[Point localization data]
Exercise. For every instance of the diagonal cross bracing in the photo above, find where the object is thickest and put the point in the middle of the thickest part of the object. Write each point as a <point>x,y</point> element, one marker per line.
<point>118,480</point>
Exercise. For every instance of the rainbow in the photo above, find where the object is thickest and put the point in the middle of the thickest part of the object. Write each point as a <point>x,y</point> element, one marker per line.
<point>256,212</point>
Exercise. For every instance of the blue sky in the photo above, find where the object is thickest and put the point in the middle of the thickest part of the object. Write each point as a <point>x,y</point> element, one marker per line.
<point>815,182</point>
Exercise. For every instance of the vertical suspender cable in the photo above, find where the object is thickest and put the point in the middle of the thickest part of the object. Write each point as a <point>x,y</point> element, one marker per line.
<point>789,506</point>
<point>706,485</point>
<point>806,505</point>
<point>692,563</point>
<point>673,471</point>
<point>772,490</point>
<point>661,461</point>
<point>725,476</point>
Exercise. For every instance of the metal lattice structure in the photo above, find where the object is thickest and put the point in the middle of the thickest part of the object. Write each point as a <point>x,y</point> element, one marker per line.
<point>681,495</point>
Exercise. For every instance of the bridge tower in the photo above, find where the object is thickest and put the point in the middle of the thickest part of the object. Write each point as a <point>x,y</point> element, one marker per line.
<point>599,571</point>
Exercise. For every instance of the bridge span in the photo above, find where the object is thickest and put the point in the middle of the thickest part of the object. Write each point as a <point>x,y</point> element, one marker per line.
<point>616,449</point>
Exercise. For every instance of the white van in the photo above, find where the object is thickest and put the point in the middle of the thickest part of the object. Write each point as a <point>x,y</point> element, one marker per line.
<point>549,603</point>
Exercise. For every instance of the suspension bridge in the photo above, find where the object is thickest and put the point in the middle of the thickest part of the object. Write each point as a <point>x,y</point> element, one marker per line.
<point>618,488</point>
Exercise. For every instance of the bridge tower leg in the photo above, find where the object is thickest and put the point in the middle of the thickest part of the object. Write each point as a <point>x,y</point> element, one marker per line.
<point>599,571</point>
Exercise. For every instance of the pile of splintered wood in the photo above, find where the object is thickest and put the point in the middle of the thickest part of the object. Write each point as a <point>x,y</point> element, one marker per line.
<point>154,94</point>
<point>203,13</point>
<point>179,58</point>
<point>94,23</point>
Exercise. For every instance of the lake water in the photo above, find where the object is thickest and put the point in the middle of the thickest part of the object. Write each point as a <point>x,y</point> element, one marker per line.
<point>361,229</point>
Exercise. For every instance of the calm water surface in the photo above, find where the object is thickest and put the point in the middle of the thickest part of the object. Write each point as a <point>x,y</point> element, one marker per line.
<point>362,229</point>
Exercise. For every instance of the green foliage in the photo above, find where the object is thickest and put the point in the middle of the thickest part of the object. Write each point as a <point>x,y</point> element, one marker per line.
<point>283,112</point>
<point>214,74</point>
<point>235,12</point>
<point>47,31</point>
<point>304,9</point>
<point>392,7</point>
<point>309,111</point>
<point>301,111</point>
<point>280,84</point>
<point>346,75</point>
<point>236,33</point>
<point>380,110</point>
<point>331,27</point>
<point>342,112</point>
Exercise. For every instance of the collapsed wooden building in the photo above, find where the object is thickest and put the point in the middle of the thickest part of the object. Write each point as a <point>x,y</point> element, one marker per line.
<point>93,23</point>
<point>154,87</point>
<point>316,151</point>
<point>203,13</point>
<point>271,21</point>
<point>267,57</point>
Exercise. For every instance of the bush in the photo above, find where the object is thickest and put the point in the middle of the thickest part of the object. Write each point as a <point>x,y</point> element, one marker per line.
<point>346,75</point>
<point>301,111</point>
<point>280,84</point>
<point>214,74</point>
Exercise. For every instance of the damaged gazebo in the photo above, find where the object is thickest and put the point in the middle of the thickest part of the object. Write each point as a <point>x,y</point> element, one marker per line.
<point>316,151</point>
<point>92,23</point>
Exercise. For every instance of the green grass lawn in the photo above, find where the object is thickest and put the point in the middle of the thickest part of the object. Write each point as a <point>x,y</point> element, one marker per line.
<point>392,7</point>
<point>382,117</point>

■ PROMPT: Every record shown above must be echoed exactly.

■ OUTPUT FOR THIS TASK:
Exercise. For every instance of the diagonal cross bracing in the photo above, find where the object is thickest and put the point in the middle of the thickest part of the object. Write each point as a <point>x,y</point> element, one marker per line.
<point>118,480</point>
Exercise. For every instance of the rainbow in the photo above, find where the object is thickest and put the point in the middle of the thickest part of the object. Write each point as a <point>x,y</point> element, one marker per line.
<point>256,212</point>
Exercise. For every instance of the blue sky in the photo above, find where the object is thickest and put the point in the middle of the thickest part of the object. Write each point as a <point>x,y</point> element, one marker per line.
<point>815,182</point>
Exercise. For every instance of the vertical suspender cable in the photo above, find where the object is thickest and put the point in the middle of the thickest part of the object. Write each point as a <point>x,y</point> element, one marker per line.
<point>789,506</point>
<point>706,485</point>
<point>806,505</point>
<point>692,563</point>
<point>673,471</point>
<point>772,490</point>
<point>661,461</point>
<point>725,476</point>
Exercise. For every instance of the metal lattice structure in the photo above, find where the object is thickest and put the point in the middle of the thickest part of the object. Write each point as a <point>x,y</point> element, one marker per line.
<point>681,495</point>
Exercise. For every instance of the bridge tower in the photo above, find where the object is thickest and put the point in the middle of the thickest part of the object. Write each point as a <point>x,y</point> element, one marker per line.
<point>599,571</point>
Exercise. For every instance of the bridge span in the photo above, find where the object is thickest and put the point in the middle of the thickest part of the object. Write each point as a <point>x,y</point> element, one marker per line.
<point>616,449</point>
Exercise. For every instance of the white van in the photo above, find where the object is thickest and put the point in the middle of the thickest part of the object. Write each point as a <point>x,y</point> element, one marker per line.
<point>549,603</point>
Exercise. For every instance of the suspension bridge in the photo above, find where the object is thickest and put the point in the middle of the thickest part of the object. Write each point as a <point>x,y</point> element, one marker per line.
<point>618,488</point>
Exercise. For every instance of the bridge tower leg in the photo above, find where the object is thickest and put the point in the middle of the thickest part of the object. Write each point as a <point>x,y</point> element, one marker per line.
<point>599,571</point>
Exercise. For every instance of the pile of splintered wood in the photo above, find where the object is thickest and put the point in the middle of the thickest part of the object. Write each point as a <point>x,y</point> element, one marker per line.
<point>154,94</point>
<point>203,13</point>
<point>179,58</point>
<point>94,23</point>
Exercise. For every instance of the lake water in the photo above, find where the object is thickest and put the point in the middle of the thickest part of the object. Write each point as a <point>x,y</point> element, one marker per line.
<point>361,229</point>
Exercise. For every instance of the calm water surface in the photo above, find where the object is thickest and put the point in the middle of the thickest part of the object. Write each point as a <point>x,y</point> element, one marker per line.
<point>362,229</point>
Exercise. For every instance of the green foliage in the photo above, find where the object is thickest and put the point in the middle of the thickest part of the object. Write each point as a <point>x,y</point> element, one marker per line.
<point>283,112</point>
<point>214,74</point>
<point>235,12</point>
<point>47,31</point>
<point>304,9</point>
<point>392,7</point>
<point>309,111</point>
<point>301,111</point>
<point>280,84</point>
<point>346,75</point>
<point>236,33</point>
<point>380,110</point>
<point>331,27</point>
<point>342,112</point>
Exercise. For every instance of the collapsed wooden building in the photo above, find where the object is thickest and put the point in the middle of the thickest part of the object. Write each point as a <point>x,y</point> element, one marker per line.
<point>93,23</point>
<point>154,87</point>
<point>316,151</point>
<point>203,13</point>
<point>271,21</point>
<point>267,57</point>
Exercise. For every instance of the bush in the photo above, find where the object is thickest and put the point in the middle of the thickest part of the object. Write each point as a <point>x,y</point> element, one marker per line.
<point>346,75</point>
<point>301,111</point>
<point>280,84</point>
<point>214,74</point>
Exercise. For every instance of the damaged gazebo in the photo above, find where the object is thickest and put the point in the middle of the thickest part of the object. Write each point as a <point>x,y</point> element, one marker per line.
<point>316,151</point>
<point>92,23</point>
Exercise. For every instance of the green grass lawn in the photo above, find where the object is thickest and put the point in the middle of the thickest part of the object. Write each point as a <point>x,y</point> element, one marker per line.
<point>392,7</point>
<point>382,117</point>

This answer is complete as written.